Up to and including the line that contains "positive clicks: (657, 17) (655, 24)", repeat each line of the data exactly, starting from the first.

**The records**

# # # #

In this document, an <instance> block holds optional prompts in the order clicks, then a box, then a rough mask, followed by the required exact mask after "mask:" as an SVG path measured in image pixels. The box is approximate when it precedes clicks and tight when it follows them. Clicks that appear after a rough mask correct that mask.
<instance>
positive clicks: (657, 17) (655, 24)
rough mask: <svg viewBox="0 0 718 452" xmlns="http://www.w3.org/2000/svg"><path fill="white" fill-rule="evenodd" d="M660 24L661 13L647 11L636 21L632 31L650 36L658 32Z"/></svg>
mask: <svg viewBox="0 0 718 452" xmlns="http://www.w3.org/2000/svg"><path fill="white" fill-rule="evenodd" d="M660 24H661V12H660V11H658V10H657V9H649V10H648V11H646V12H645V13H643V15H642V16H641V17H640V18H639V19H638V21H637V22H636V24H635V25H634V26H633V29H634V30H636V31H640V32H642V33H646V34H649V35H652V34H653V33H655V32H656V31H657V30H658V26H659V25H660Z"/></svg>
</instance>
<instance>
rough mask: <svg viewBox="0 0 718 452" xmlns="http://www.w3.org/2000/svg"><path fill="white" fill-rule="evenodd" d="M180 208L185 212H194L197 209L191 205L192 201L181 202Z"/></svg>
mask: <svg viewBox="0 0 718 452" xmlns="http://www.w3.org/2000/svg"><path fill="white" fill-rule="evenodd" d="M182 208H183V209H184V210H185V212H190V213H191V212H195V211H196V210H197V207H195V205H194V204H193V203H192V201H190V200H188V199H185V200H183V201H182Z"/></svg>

# # # #

**Your solution**
In this document, an <instance> block holds optional prompts in the order clicks, then a box, then a rough mask, followed by the required exact mask after "mask:" as an SVG path measured in image pixels. The box is approximate when it precedes clicks and tight when it follows them. Clicks that appear after a rough mask correct that mask.
<instance>
positive clicks: (657, 17) (655, 24)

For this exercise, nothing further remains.